Vorgegebener Text:
* * *

Bei dem Begriff “Fräsmaschine” denkt man normalerweise an große, schwere Maschinen für Metallbearbeitung. Eine “Käsefräse” ist im Unterschied dazu eine Fräsmaschine, die mangels Stabilität zur Bearbeitung von härteren Materialien nicht geeignet ist, sondern nur Käse oder vergleichbare Materialien (Balsaholz, Hartschaum...) zerspanen kann. Der Begriff ist eigentlich ursprünglich abwertend gemeint, und wird meist von Besitzern “richtiger” Fräsmaschinen zur Herabwürdigung weniger begnadeten Hobbybastlern verwendet. Manchmal trifft man aber auch humorvolle Zeitgenossen (siehe auch “bekennender Dilettant”, weiter unten), die Ihre eigene Konstruktion liebevoll “Käsefräse” nennen.

Wer baut Käsefräsen

  1. Der Arme Schüler: Mangels Einkommens ist der arme Schüler leider nicht in der Lage, sich hochwertige Komponenten wie Kugelrollspindeln oder Servomotoren zu kaufen.
  2. Der Bekennende Dilettant

Wie baut man eine Käsefräse

Materialauswahl

Es gibt Materialien, die sich seit Jahrzehnten im Maschinenbau bewährt haben, wie z.B. Gußeisen, dickwandige Stahlrohre, Granit oder Mineralguß. Meiden sie diese “traditionellen” Materialien unbedingt. Seien Sie kreativ und probieren Sie etwas neues aus. Mit Holz oder möglichst dünnwandigen Aluprofilen erreichen Sie Ihr Ziel mühelos, allerdings sind diese Materialien schon fast wieder zu “normal”, weil es schon viele Käsefräsen aus Alu oder Holz gibt. Suchen Sie auf einem Schrottplatz nach möglichen Bauteilen, je ungewöhnlicher desto besser.

* * *

Datensätze:
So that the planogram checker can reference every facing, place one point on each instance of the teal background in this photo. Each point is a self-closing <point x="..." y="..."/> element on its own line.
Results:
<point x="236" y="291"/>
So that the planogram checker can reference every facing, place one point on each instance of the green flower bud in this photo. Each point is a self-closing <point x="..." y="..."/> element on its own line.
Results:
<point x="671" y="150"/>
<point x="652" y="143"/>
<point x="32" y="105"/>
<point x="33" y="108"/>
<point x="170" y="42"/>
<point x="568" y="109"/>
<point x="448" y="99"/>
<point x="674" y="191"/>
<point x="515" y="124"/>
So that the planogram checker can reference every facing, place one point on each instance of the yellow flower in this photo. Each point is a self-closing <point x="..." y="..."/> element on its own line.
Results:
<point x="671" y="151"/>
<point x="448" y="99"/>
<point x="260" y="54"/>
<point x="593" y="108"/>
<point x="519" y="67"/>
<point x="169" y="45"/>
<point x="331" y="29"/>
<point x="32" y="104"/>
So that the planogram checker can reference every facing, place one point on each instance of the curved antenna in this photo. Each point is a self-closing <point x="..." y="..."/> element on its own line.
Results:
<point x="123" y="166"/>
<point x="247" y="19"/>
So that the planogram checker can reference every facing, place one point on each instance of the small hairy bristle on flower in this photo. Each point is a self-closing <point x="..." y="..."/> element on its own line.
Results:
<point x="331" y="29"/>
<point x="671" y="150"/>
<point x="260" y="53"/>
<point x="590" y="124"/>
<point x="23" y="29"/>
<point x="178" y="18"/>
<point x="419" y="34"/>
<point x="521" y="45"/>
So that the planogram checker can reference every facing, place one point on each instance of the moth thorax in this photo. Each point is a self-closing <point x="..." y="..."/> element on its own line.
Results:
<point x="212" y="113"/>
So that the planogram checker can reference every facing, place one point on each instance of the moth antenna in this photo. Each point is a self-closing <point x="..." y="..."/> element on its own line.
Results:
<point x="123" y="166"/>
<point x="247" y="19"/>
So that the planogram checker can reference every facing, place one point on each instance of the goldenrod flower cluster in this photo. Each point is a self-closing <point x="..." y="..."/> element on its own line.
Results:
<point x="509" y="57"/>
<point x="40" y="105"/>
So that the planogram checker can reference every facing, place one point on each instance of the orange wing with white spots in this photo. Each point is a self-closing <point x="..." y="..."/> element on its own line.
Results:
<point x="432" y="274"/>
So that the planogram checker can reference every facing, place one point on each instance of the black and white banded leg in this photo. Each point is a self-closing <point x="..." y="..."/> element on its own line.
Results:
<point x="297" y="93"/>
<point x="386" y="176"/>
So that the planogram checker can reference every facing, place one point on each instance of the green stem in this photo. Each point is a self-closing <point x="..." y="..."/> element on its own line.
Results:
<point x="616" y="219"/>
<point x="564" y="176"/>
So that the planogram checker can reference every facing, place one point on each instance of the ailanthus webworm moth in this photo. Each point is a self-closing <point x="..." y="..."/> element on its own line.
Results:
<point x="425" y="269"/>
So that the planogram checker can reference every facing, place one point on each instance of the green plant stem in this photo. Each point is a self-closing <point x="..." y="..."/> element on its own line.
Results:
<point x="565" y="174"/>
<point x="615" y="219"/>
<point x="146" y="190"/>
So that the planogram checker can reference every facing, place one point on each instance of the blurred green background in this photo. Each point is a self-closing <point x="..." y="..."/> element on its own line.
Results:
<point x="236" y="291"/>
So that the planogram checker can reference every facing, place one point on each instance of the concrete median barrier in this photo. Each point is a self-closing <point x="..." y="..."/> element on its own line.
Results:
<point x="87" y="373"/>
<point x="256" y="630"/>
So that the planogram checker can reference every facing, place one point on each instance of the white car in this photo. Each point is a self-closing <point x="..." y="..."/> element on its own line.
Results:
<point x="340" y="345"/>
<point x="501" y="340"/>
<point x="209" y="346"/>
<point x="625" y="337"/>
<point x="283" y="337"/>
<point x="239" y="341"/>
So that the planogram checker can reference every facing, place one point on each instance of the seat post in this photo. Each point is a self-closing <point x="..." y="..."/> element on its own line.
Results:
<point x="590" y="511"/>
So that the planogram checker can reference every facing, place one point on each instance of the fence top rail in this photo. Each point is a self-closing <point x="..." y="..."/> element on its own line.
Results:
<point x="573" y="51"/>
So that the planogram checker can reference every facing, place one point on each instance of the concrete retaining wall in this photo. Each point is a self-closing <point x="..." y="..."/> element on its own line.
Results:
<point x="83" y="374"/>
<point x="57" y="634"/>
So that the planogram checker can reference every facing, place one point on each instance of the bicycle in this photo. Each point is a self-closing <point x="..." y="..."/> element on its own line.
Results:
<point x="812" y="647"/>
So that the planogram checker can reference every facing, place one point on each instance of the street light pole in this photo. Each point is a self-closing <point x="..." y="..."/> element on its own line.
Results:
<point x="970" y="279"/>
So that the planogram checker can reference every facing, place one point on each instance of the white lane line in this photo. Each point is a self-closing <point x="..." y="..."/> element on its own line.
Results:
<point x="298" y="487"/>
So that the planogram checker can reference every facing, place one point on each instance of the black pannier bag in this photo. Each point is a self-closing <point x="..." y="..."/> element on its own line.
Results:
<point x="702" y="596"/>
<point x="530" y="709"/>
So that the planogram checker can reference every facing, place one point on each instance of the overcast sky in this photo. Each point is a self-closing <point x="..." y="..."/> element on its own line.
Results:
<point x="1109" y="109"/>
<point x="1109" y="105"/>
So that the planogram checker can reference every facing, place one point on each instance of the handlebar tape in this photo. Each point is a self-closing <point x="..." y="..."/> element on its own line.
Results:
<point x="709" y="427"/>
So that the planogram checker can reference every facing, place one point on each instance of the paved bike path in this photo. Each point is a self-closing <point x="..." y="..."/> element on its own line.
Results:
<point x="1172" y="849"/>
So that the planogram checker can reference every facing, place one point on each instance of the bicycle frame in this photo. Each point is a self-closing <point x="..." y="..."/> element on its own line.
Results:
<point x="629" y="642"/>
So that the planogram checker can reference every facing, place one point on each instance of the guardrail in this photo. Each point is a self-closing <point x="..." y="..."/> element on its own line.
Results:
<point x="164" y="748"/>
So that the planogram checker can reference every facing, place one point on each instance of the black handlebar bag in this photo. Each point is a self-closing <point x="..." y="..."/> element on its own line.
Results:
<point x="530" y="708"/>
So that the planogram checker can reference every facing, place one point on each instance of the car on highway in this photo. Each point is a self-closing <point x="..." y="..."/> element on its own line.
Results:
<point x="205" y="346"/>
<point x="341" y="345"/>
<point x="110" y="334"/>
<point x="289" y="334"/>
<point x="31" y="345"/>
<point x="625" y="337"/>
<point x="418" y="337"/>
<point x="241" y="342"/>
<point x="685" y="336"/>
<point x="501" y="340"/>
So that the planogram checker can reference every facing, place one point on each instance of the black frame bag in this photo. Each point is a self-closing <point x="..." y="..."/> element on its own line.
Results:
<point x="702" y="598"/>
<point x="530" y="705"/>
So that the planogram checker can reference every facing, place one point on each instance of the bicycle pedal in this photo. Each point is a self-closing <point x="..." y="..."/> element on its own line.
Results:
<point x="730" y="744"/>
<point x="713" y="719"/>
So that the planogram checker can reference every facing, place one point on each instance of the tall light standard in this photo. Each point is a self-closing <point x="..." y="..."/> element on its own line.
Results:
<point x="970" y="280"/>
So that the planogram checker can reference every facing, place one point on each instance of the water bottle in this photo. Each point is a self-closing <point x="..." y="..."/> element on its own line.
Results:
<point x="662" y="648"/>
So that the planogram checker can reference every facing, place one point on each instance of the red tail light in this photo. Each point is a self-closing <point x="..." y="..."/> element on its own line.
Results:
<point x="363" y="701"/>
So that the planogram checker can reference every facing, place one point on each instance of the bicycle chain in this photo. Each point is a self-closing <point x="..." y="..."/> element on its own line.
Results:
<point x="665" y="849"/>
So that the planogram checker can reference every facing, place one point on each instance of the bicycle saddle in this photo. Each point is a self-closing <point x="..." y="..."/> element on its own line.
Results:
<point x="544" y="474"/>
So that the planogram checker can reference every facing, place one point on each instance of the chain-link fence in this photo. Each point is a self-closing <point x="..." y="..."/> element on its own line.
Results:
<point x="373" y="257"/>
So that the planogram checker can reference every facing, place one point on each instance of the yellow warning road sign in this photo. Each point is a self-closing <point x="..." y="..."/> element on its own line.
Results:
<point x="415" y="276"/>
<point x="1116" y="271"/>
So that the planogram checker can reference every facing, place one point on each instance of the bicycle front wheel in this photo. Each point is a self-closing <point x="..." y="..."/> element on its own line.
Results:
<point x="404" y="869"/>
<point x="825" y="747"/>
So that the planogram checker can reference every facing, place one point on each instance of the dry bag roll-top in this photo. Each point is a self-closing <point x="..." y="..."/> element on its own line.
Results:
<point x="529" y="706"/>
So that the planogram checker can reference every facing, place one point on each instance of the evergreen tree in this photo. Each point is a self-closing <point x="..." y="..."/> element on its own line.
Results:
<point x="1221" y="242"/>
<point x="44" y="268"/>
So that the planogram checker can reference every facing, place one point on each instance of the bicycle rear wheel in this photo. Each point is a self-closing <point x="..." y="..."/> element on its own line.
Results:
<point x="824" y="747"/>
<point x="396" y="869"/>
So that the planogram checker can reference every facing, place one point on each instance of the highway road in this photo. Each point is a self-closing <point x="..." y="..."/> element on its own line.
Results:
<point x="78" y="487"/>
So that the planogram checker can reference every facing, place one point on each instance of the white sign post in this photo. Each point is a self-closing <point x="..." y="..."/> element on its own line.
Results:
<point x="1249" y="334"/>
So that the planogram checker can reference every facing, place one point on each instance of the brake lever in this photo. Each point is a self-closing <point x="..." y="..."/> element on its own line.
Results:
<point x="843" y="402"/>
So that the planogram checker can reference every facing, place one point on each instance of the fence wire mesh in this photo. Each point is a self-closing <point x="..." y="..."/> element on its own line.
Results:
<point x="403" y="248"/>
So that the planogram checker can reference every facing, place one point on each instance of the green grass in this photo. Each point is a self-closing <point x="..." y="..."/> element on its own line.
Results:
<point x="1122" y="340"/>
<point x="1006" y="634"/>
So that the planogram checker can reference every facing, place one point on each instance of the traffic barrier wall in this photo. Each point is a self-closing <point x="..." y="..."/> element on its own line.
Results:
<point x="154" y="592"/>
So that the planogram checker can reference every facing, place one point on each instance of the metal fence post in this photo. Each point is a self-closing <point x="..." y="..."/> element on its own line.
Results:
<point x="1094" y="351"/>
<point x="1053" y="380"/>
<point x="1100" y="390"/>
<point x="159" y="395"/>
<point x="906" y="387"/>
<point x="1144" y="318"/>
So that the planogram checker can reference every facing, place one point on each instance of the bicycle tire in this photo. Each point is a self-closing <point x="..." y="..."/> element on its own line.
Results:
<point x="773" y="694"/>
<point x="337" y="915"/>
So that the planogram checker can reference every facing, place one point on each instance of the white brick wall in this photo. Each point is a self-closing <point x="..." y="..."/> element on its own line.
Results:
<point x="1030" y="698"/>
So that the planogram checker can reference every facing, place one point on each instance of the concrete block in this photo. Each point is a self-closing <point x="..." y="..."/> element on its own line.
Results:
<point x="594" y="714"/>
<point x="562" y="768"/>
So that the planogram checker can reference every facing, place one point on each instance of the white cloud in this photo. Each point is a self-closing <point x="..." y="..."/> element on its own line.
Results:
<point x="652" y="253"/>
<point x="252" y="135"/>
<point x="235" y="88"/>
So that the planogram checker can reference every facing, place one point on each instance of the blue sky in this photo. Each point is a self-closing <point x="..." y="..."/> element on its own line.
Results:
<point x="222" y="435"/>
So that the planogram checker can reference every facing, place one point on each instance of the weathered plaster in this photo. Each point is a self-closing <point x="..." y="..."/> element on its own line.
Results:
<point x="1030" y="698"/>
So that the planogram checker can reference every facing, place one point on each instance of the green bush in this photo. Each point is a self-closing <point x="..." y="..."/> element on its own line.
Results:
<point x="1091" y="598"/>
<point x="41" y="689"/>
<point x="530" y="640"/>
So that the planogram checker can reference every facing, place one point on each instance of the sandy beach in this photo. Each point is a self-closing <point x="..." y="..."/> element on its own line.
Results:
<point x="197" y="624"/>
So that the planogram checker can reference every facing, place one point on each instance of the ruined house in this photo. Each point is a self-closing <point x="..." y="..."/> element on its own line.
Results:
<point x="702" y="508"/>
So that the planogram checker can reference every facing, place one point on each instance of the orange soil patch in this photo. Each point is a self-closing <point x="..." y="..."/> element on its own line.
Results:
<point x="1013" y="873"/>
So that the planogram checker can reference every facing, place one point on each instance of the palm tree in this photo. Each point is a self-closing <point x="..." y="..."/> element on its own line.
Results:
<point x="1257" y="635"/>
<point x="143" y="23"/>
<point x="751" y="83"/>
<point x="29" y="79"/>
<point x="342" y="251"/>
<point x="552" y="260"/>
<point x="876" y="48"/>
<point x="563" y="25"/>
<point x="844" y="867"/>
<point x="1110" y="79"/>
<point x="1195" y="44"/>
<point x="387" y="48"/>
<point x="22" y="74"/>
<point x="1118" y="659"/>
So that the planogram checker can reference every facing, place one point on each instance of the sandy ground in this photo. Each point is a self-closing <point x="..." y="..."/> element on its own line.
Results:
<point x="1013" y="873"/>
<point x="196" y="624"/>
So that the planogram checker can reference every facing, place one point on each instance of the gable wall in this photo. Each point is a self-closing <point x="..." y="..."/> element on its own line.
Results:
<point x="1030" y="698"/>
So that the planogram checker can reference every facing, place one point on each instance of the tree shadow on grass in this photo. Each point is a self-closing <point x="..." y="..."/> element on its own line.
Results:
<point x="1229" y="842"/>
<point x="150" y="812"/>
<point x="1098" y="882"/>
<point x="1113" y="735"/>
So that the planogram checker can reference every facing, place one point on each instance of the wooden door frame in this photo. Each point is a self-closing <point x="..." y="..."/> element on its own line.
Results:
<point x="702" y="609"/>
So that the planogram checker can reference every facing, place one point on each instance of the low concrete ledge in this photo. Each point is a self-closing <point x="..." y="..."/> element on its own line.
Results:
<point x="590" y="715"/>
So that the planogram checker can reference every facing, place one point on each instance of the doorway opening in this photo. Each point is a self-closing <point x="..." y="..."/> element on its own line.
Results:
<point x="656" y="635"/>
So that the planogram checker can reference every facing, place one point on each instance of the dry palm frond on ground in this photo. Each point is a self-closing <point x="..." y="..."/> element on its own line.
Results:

* * *

Aufgabe 1:
Wähle aus den Datensätzen jede Zeile aus, in der die Zeichenfolge „palm“ vorkommt, und gib diese Zeilen wieder. Dabei zählt die Groß- und Kleinschreibung.
Aufgabe 2:
Nimm den Text über Käsefräsen dort wieder auf, wo er aufhört, und führe ihn weiter.

Antwort 1:
So that the planogram checker can reference every facing, place one point on each instance of the palm tree in this photo. Each point is a self-closing <point x="..." y="..."/> element on its own line.
So that the planogram checker can reference every facing, place one point on each instance of the dry palm frond on ground in this photo. Each point is a self-closing <point x="..." y="..."/> element on its own line.

Antwort 2:
Besonders zu empfehlen, sind Materialien, die sich unter Wärme- oder Feuchtigkeitseinwirkung stark ausdehnen oder quellen, wie z.B. Polyethylen oder MDF. Auch gewöhnlicher Beton ohne Zuschlagstoffe oder Gipskartonplatten sind gute Kandidaten. Eine Maschine mit Eigenleben führt immer wieder zu neuen Ergebnissen und sorgt so für Abwechslung.

Konstruktionsregeln

Machen Sie auf keinen Fall den Fehler, sich ein klares Ziel zu setzen oder einen Plan zu machen. Bauen Sie statt dessen einfach drauf los und passen Sie die Konstruktion den verfügbaren Materialien an. So sind ihnen Überraschungen sicher und es wird nicht langweilig.
Wie man mit möglichst geringem Materialeinsatz ein Maximum an Festigkeit erreicht, kann man an Fachwerkhäusern oder Strommasten abschauen. Aber immer daran denken: Festigkeit ist nicht unser Ziel! Käsefräsenbauer verstehen sich mehr als Künstler statt als Ingenieur. Achten Sie deshalb lieber auf möglichst cooles Design im Stil moderner Kunst. Ignorieren Sie alle Erkenntnisse der Festigkeitslehre. Die niedrigste Biegefestigkeit bei gegebenem Materialquerschnitt hat eine massive, ebene Platte. Dies ist der Grund, warum diese Form so häufig bei Käsefräsen eingesetzt wird, besonders beliebt bei den Seitenteilen des Portals. Doppel-T-Träger oder Hohlprofile sind viel zu steif und deshalb strikt zu meiden. Allerhöchstens wegen der praktischen Befestigungsmöglichkeiten sind Aluprofile erlaubt, aber nur möglichst dünn und bei rechteckigem Querschnitt vorzugsweise in der falschen Richtung (nicht hochkant sondern quer zur Belastung) eingebaut.
Schrauben, Schweißen oder ähnliche bewährte Verbindungstechniken sind ebenso verpönt. Seien sie auch hier kreativ und verwenden Sie lieber Heisskleber, Sanitärsilikon, oder Bauschaum. Dies bietet eine elegante Möglichkeit, Fertigungstoleranzen auszugleichen, oder spätere Änderungen vorzunehmen.

Antriebstechnik

Sehr beliebt sind Schrittmotoren, die aus Druckern oder alten Diskettenlaufwerken ausgeschlachtet sind. Zur Not bekommt man auch gebrauchte Schrittmotoren bei Ebay, es ist jedoch zwingend darauf zu achten, nur absolute Exoten zu ersteigern, die nicht mehr hergestellt werden, und wo es völlig unmöglich ist, verläßliche Daten aufzutreiben.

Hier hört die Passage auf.